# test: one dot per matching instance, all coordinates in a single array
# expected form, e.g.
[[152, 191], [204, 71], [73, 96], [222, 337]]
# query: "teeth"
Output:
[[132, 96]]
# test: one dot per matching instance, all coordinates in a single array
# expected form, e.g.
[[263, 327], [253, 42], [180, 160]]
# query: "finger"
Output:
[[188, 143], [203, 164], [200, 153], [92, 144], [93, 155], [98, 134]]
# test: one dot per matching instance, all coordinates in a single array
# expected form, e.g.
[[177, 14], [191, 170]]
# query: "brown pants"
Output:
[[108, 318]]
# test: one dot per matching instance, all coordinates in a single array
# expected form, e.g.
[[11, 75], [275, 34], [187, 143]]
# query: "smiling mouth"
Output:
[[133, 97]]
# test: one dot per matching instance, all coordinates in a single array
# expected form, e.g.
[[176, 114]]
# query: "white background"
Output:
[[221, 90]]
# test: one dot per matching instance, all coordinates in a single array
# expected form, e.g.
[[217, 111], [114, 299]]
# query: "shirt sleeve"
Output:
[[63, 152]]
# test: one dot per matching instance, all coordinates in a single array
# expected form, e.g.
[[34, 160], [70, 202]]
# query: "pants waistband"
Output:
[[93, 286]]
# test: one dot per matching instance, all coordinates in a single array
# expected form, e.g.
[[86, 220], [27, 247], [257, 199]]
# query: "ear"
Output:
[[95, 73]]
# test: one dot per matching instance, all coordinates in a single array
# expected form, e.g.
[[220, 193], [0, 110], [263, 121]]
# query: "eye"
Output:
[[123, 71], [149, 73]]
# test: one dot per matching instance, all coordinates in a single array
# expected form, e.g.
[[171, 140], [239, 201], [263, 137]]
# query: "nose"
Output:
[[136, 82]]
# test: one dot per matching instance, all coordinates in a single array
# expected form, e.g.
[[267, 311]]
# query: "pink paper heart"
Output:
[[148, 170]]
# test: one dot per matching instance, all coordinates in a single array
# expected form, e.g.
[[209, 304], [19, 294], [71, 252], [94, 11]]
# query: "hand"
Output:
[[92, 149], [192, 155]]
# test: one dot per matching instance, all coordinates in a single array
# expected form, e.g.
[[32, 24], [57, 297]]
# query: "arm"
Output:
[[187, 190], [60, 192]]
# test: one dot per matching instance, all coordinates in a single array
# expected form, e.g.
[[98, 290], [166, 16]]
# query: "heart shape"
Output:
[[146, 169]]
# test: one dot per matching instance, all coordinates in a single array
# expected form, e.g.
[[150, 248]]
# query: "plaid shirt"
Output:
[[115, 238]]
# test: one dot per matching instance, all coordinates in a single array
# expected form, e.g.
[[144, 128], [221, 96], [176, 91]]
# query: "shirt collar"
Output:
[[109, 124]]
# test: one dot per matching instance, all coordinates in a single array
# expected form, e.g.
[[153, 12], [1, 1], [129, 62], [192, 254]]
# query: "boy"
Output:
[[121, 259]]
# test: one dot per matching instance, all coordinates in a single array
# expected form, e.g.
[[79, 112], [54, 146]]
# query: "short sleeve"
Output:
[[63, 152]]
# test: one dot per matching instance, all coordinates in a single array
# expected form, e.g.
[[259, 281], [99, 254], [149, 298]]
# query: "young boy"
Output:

= = = = = = =

### DIRECTIONS FOR THIS TASK:
Write out each line of the data above again, exactly as given.

### CORRECT OUTPUT:
# test: one dot per matching instance, all coordinates in a single array
# expected form, e.g.
[[152, 191], [204, 71], [73, 96], [222, 337]]
# query: "teeth"
Output:
[[132, 96]]
# test: one dot per matching instance, all coordinates in a single array
# expected form, e.g.
[[263, 327], [253, 42], [180, 160]]
# query: "finger"
Output:
[[188, 143], [203, 164], [200, 153], [92, 144], [93, 155], [98, 134]]
# test: one dot per matching instance, all coordinates in a single array
# expected form, e.g.
[[177, 14], [191, 170]]
# query: "brown pants"
Output:
[[108, 318]]
# test: one dot per matching instance, all coordinates in a single array
# expected form, e.g.
[[11, 75], [275, 34], [187, 143]]
# query: "smiling mouth"
Output:
[[133, 97]]
# test: one dot per matching instance, all coordinates in a single array
# expected form, e.g.
[[176, 114]]
# query: "white background"
Output:
[[221, 90]]
# test: one dot per matching instance, all coordinates in a single array
# expected form, e.g.
[[217, 111], [114, 299]]
# query: "shirt sleeve"
Output:
[[63, 152]]
# test: one dot per matching instance, all coordinates in a single array
# expected form, e.g.
[[34, 160], [70, 202]]
# query: "pants waistband"
Output:
[[93, 286]]
# test: one dot per matching instance, all coordinates in a single array
# expected form, e.g.
[[86, 220], [27, 247], [257, 199]]
# query: "ear"
Output:
[[95, 73]]
# test: one dot per matching instance, all coordinates in a single array
# expected form, e.g.
[[220, 193], [0, 110], [263, 121]]
# query: "eye"
Output:
[[123, 71], [149, 73]]
# test: one dot per matching instance, all coordinates in a single array
# expected form, e.g.
[[171, 140], [239, 201], [263, 137]]
# query: "nose"
Output:
[[136, 82]]
# test: one dot per matching instance, all coordinates in a single array
# expected form, e.g.
[[267, 311]]
# query: "pink paper heart"
Output:
[[148, 170]]
# test: one dot per matching instance, all coordinates in a single array
# expected form, e.g.
[[209, 304], [19, 294], [71, 252], [94, 11]]
# query: "hand"
Output:
[[92, 149], [192, 155]]
# test: one dot per matching instance, all coordinates in a single array
# expected form, e.g.
[[32, 24], [57, 297]]
# query: "arm"
Output:
[[187, 190], [60, 192]]
# test: one dot per matching instance, all coordinates in a single array
# expected form, e.g.
[[98, 290], [166, 16]]
# query: "heart shape"
Output:
[[146, 169]]
# test: one dot per matching instance, all coordinates in a single array
# expected form, e.g.
[[150, 248]]
# query: "plaid shirt"
Output:
[[115, 238]]
# test: one dot per matching instance, all coordinates in a single array
# expected form, e.g.
[[144, 128], [221, 96], [176, 91]]
# query: "shirt collar"
Output:
[[109, 124]]
# test: one dot per matching instance, all coordinates in a single array
# expected form, e.g.
[[153, 12], [1, 1], [129, 62], [192, 254]]
# query: "boy"
Output:
[[121, 259]]
# test: one dot per matching instance, all coordinates in a single array
# expected form, e.g.
[[79, 112], [54, 146]]
# query: "short sleeve"
Output:
[[63, 152]]
# test: one dot per matching instance, all coordinates in a single array
# expected form, e.g.
[[259, 281], [99, 254], [149, 298]]
# query: "young boy"
Output:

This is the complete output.